» **Exercise 1**
Translate this sentence from the locksmithing glossary into Spanish: "The bitting instructs a locksmith how to cut a certain key, to replace a lost key or make an additional copy."
» **Exercise 2**
Reproduce the part of the locksmithing glossary starting at "The bit is called" and ending at "an additional copy.", renaming "locksmith" as "key cutter".
» **Exercise 3**
In one to three sentences, explain what the locksmithing glossary says the bitting of a key lets a locksmith do.

## begin Selected excerpt

= Glossary of locksmithing terms =

This is a glossary of locksmithing terms.

== Glossary ==

Bible:
- The bible is the part of a pin tumbler lock that contains the pins and pin stack springs as well as the pin stacks themselves. The driver pins of a pin-tumbler lock are located in the bible.
Bit:
- The section of a key which enters a lock, which has the key
cuts formed in it and which engages the bolt or tumblers of the lock.
The bit is called a blade in the case of a cylinder key.
Bitting:
- The bitting of a key is the physical arrangement of the bit of the key that engage with the locking mechanism. The bitting instructs a locksmith how to cut a certain key, to replace a lost key or make an additional copy.
Blade:
- The segment of a key which enters the keyway of a lock
and has key cuts machined into it. On a bit key the blade is called a
bit.
Bolt stump:
- In lever tumbler locks, a bolt stump is a rectangular part located above the talon, and passes through the slot in the levers as the bolt moves.

Bottom pin:
- See key pin.

## end Selected excerpt
## begin Dataset extract

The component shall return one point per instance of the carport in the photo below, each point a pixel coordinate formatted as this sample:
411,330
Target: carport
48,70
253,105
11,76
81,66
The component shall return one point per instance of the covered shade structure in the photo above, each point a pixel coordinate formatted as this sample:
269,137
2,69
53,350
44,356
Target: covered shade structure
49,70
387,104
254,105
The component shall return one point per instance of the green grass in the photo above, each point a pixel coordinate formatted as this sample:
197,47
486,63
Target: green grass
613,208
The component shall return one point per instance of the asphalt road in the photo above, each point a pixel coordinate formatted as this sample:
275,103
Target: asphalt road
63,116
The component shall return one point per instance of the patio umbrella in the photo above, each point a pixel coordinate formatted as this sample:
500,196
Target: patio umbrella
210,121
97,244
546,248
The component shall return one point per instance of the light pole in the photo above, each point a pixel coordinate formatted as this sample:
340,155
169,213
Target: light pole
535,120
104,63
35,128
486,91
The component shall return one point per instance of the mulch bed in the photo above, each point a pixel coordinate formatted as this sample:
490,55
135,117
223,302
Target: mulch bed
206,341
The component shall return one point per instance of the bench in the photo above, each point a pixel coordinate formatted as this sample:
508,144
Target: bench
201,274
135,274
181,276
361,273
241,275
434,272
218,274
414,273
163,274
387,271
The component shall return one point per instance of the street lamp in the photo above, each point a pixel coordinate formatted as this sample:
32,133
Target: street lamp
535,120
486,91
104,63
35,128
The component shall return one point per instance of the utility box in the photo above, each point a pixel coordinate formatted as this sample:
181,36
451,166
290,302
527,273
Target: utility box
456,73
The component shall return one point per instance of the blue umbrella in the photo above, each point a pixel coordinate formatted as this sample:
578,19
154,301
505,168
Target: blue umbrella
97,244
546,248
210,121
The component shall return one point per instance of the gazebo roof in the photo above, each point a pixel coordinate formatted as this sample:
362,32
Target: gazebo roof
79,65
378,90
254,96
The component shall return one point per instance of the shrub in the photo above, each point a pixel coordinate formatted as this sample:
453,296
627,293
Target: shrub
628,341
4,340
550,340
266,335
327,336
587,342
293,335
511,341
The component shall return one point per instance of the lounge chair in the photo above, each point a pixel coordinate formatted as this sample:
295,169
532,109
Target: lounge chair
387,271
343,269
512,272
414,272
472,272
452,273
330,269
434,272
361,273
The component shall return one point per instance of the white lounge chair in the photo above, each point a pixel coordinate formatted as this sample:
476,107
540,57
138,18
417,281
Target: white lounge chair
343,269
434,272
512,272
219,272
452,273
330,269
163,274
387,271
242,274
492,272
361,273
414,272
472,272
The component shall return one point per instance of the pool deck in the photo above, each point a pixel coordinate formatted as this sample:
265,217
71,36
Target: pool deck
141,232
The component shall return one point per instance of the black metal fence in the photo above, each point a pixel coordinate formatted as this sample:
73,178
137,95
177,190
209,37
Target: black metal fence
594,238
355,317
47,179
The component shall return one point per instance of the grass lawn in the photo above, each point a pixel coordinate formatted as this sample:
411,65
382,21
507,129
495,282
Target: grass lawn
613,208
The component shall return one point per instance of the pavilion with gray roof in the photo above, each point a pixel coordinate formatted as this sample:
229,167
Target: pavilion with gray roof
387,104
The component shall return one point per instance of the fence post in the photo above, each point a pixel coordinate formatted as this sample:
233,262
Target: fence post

## end Dataset extract

» **Written reply 1**
El dentado le indica a un cerrajero cómo cortar una llave determinada, para reemplazar una llave perdida o hacer una copia adicional.

» **Written reply 2**
The bit is called a blade in the case of a cylinder key.
Bitting:
- The bitting of a key is the physical arrangement of the bit of the key that engage with the locking mechanism. The bitting instructs a key cutter how to cut a certain key, to replace a lost key or make an additional copy.

» **Written reply 3**
The bitting tells a locksmith how to cut a particular key. This lets a lost key be replaced or an additional copy be made.